Exercise – Switch every "Pin" in these lines to "Mark" and leave everything else unchanged.

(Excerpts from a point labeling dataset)
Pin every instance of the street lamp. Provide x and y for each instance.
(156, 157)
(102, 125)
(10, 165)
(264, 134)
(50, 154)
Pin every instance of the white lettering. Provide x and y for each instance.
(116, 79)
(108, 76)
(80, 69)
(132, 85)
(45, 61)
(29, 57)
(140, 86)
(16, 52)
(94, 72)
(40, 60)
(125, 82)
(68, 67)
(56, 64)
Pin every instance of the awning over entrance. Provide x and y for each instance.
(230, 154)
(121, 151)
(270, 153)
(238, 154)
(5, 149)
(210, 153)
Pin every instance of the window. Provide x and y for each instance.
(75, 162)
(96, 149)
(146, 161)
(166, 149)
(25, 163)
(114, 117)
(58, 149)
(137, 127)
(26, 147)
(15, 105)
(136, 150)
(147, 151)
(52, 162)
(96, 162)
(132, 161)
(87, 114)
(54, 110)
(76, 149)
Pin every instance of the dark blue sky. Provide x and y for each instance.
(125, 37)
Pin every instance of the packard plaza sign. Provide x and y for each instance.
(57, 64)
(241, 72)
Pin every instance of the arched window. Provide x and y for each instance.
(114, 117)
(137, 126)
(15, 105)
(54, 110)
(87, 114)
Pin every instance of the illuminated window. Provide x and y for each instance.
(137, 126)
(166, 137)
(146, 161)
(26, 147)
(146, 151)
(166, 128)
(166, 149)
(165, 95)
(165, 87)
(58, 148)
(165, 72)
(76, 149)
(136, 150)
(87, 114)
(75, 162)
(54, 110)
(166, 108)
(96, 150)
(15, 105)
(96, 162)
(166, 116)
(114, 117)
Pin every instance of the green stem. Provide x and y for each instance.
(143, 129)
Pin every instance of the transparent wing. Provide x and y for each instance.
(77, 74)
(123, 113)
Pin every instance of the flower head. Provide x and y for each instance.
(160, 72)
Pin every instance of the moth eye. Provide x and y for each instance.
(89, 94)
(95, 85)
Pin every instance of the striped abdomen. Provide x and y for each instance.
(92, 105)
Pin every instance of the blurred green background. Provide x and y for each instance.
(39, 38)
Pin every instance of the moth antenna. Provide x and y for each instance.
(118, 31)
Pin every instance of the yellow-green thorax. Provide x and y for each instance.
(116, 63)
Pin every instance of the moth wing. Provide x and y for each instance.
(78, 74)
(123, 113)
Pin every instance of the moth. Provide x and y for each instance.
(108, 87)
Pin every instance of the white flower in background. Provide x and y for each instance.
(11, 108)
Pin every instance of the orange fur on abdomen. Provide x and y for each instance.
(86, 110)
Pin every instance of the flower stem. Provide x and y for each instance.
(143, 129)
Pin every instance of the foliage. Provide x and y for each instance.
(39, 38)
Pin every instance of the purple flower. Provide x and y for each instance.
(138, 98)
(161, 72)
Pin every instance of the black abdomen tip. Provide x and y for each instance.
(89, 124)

Reply to the exercise –
Mark every instance of the street lamp. Provide x and y for each instance.
(156, 157)
(102, 125)
(10, 165)
(264, 134)
(50, 154)
Mark every instance of the white lettering. Provide x and y for each instance.
(116, 79)
(108, 76)
(80, 69)
(132, 85)
(45, 61)
(29, 57)
(140, 86)
(16, 52)
(94, 72)
(40, 60)
(125, 82)
(68, 67)
(56, 64)
Mark every instance of the awning over entrance. Provide x and y for each instance.
(230, 154)
(121, 151)
(270, 153)
(238, 154)
(5, 149)
(210, 153)
Mark every instance of the window. Provide x and y for each instance.
(75, 162)
(96, 149)
(146, 161)
(166, 149)
(25, 163)
(114, 117)
(58, 149)
(137, 127)
(26, 147)
(15, 105)
(136, 150)
(147, 151)
(52, 162)
(96, 162)
(132, 161)
(87, 114)
(54, 110)
(76, 149)
Mark every instance of the dark blue sky. Provide x and y for each instance.
(125, 37)
Mark every instance of the packard plaza sign. Provide x and y for each instance.
(57, 64)
(241, 72)
Mark every instance of the arched window. Provide x and y for each instance.
(114, 117)
(137, 126)
(15, 105)
(54, 110)
(87, 114)
Mark every instance of the illuminated window. Provide x and y for each instance.
(137, 126)
(166, 137)
(146, 161)
(26, 147)
(146, 151)
(166, 128)
(166, 149)
(165, 95)
(165, 87)
(58, 148)
(165, 72)
(76, 149)
(136, 150)
(87, 114)
(75, 162)
(54, 110)
(166, 108)
(96, 150)
(15, 105)
(96, 162)
(166, 116)
(114, 117)
Mark every instance of the green stem. Provide x and y for each instance.
(143, 129)
Mark every instance of the transparent wing. Provide x and y for each instance.
(77, 74)
(123, 113)
Mark every instance of the flower head. Provide x and y for each instance.
(160, 72)
Mark every instance of the moth eye. Provide x and y for each instance.
(89, 94)
(95, 85)
Mark every instance of the striped abdomen. Provide x and y for each instance.
(92, 105)
Mark every instance of the blurred green background. Provide x and y for each instance.
(39, 38)
Mark every instance of the moth antenna. Provide x and y for each instance.
(118, 31)
Mark every instance of the yellow-green thorax. Provide x and y for each instance.
(116, 63)
Mark every instance of the moth wing. Provide x and y for each instance.
(78, 74)
(123, 113)
Mark every instance of the moth. Provide x and y for each instance.
(108, 87)
Mark every instance of the white flower in background. Provide x and y for each instance.
(11, 108)
Mark every instance of the orange fur on abdomen. Provide x and y for each instance.
(86, 110)
Mark every instance of the flower stem. Provide x and y for each instance.
(143, 129)
Mark every instance of the foliage. Provide x and y for each instance.
(39, 38)
Mark every instance of the purple flower. Provide x and y for each instance.
(138, 98)
(161, 72)
Mark every instance of the black abdomen tip. Provide x and y for each instance.
(89, 124)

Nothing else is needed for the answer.